[Excerpts from point annotation data]
◇ ◇ ◇
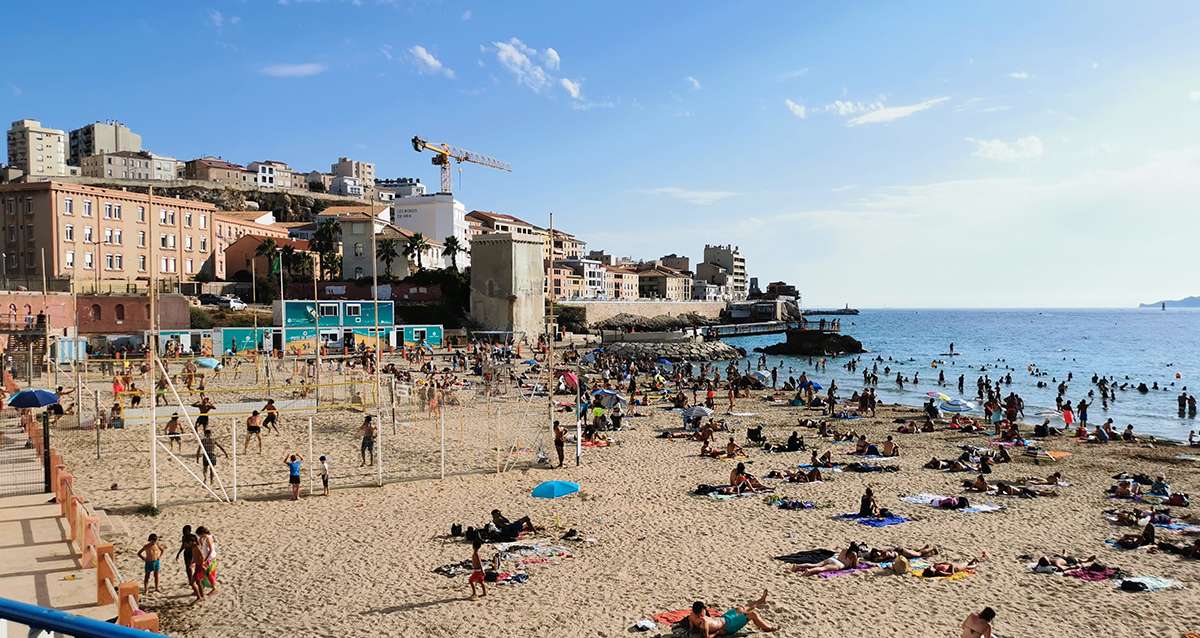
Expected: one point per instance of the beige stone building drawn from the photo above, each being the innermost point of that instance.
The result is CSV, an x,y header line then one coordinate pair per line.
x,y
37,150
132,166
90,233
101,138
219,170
◇ ◇ ◇
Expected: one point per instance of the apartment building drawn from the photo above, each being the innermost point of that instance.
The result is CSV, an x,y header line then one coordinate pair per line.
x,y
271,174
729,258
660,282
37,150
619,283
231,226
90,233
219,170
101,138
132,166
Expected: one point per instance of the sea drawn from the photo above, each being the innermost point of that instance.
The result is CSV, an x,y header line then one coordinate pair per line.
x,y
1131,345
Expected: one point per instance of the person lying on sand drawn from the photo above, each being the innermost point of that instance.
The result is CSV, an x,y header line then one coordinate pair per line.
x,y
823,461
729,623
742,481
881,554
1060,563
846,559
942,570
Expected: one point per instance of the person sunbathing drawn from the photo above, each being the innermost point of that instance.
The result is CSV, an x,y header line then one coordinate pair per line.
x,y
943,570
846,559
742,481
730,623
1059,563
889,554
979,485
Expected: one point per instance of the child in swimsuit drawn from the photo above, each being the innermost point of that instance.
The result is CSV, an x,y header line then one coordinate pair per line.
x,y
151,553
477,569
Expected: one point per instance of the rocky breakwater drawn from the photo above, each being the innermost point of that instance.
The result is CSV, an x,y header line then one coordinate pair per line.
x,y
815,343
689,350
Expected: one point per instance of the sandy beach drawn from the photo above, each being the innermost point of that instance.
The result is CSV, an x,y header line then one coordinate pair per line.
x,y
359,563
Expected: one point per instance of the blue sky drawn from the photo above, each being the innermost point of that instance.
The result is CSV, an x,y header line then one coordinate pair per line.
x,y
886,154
◇ ◇ ◇
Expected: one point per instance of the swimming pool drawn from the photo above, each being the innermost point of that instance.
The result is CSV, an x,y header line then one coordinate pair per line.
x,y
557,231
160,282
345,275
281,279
◇ ◇ ◇
Show each line above that contains the string "person". Only matches with the same letter case count.

Expected: one point per instance of the person lying on sand drawn from the photo above, each being the innermost point of that instance.
Expected: one point per instance of the person sunbathing drawn from the photo above, each being the innermost point of that instance.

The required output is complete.